Records from a collection
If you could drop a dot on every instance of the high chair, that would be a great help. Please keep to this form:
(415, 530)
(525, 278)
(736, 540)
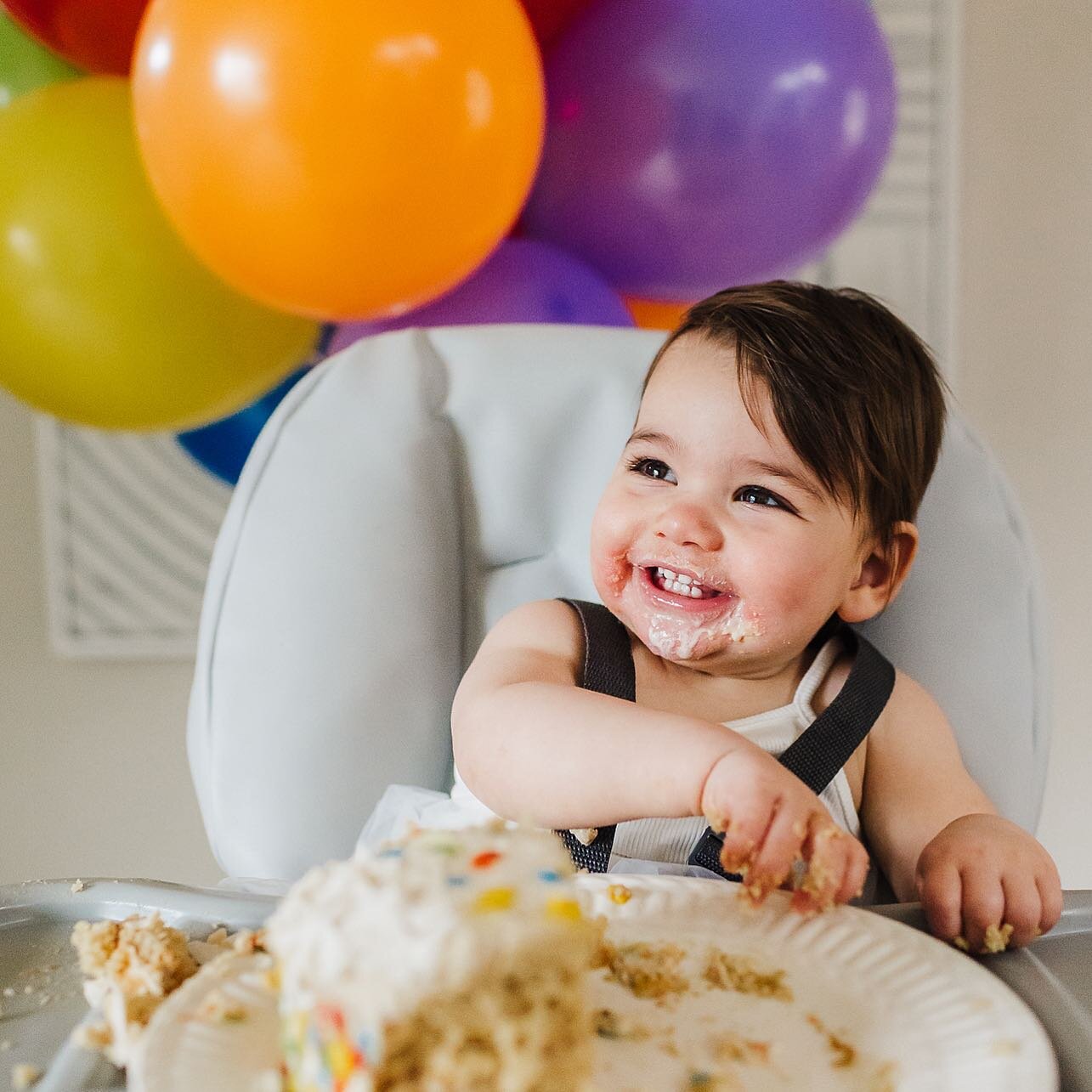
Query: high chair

▸ What is needed
State how many lines in the entries hold "chair". Nothing should come before or after the number.

▸ Output of the exercise
2